→ TEXT PASSAGE:
##########

The figures we reported this week on homicides by patients treated by the South London and Maudsley NHS Foundation Trust (SLaM) are shocking, but need a lot of caveats and qualifications.
First, we don’t yet have the context for these numbers. How many patients or former patients at other mental health trusts in London and England have also killed people? SLaM could be an outlier, or killings could be happening at a similar rate to other trusts.
Second, SLaM treats tens of thousands of people across four boroughs – Southwark, Lambeth, Lewisham and Croydon. All of these boroughs have high levels of crime, deprivation and drug and alcohol abuse. SLaM argues that all of these may have played roles in at least some of the killings.
Third, the courts found that mental health was a factor in around fifteen of the killings, not all fifty. But this caveat itself has to be caveated – Julian Hendy of the Hundred Families charity, whose investigation revealed these figures, argued that this doesn’t mean psychiatric disorders should be completely discounted in these killings.
Finally, it may be a capacity and funding issue with SLaM – inspectors reported in 2018 how more than 30 patients were sleeping in waiting rooms waiting for a bed on a ward.
Whatever the case, we also need to know that more is being done to keep our elderly and vulnerable people safe, and to ensure that psychiatric patients are getting the best care they possibly can.
These qualifications do not detract from the senseless horror of the stories of the two victims we have reported on in the past two weeks. We still do not have proper answers for either.
Why was the violent and threatening Alexander Rawson deemed suitable by SLaM and others to be living in a care home for eldlerly dementia patients? Why was he put in the room next door to Eileen Dean in the care home and allowed to wander around unsupervised? And, in our story last week, why was the frail 75-year-old Maureen Watkins not told about her son’s violent behaviour on the ward before he was released back into her care, and before he killed her?
Exclusive: investigation reveals at least 50 killings by SLaM patients
Georgie Hempshaw, Eileen’s daughter, described not knowing more about the circumstances of her mother’s killing as like having an open wound. She and her family need to know more. It is disappointing that the trust refused to comment on her tragic death.
We shall see what light, if any, their upcoming report will throw on the events that led to Eileen’s death.

##########

→ EXTRACTED INFORMATION:
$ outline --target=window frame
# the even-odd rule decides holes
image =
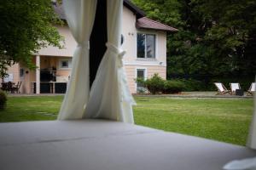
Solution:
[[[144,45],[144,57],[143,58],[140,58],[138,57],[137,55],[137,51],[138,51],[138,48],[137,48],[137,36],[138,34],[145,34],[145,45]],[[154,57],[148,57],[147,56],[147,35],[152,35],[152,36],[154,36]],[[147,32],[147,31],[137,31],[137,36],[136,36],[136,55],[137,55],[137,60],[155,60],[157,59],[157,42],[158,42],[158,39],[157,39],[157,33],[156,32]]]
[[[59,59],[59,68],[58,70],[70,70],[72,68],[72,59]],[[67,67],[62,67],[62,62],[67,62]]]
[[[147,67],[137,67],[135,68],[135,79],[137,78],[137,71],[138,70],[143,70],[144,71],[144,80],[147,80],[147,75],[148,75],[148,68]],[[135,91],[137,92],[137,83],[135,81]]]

##########

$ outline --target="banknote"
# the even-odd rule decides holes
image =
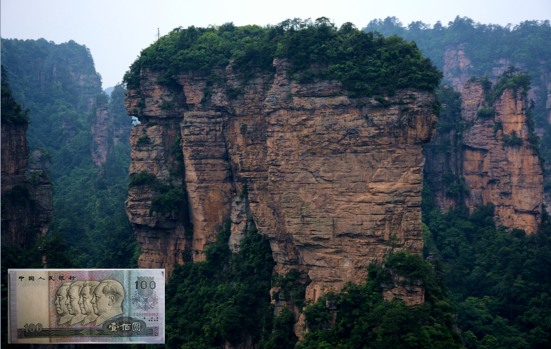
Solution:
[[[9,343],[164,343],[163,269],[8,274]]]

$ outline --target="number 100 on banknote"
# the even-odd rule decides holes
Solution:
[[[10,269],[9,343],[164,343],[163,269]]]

##########

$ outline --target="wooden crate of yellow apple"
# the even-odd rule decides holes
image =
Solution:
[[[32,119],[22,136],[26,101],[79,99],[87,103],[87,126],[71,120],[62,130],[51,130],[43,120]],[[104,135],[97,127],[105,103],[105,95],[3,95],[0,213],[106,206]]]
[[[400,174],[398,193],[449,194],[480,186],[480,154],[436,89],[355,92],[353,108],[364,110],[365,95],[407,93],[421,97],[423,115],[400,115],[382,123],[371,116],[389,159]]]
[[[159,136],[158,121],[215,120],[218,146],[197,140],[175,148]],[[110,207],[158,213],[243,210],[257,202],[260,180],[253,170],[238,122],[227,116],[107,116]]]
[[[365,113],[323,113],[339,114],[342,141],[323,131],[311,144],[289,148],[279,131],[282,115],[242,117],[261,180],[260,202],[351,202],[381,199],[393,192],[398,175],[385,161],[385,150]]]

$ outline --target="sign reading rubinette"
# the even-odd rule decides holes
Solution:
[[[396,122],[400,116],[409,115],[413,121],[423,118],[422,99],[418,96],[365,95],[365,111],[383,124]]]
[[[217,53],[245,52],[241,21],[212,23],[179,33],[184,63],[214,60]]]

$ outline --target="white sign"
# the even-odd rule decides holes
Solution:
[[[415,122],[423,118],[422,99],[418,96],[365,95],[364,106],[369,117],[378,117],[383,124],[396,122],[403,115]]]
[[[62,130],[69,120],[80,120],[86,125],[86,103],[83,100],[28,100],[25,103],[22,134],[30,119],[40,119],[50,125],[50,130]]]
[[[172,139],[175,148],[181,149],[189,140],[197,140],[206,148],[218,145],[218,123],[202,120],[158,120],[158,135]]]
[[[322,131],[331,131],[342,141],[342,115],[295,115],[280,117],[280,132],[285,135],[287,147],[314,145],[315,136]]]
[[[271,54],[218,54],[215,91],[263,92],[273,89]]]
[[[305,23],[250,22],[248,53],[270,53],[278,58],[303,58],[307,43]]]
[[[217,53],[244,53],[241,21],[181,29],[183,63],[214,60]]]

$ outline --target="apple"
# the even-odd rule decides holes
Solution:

##########

→ WHAT THIS EXERCISE ASKS:
1: Please echo part of the article on killings by SLaM patients word for word, beginning at the words "First, we don’t" and stopping after "in these killings.".
2: Which four boroughs does SLaM serve, according to the article on killings by SLaM patients?

→ ANSWERS TO THE EXERCISES:
1:
First, we don’t yet have the context for these numbers. How many patients or former patients at other mental health trusts in London and England have also killed people? SLaM could be an outlier, or killings could be happening at a similar rate to other trusts.
Second, SLaM treats tens of thousands of people across four boroughs – Southwark, Lambeth, Lewisham and Croydon. All of these boroughs have high levels of crime, deprivation and drug and alcohol abuse. SLaM argues that all of these may have played roles in at least some of the killings.
Third, the courts found that mental health was a factor in around fifteen of the killings, not all fifty. But this caveat itself has to be caveated – Julian Hendy of the Hundred Families charity, whose investigation revealed these figures, argued that this doesn’t mean psychiatric disorders should be completely discounted in these killings.

2: Southwark, Lambeth, Lewisham and Croydon.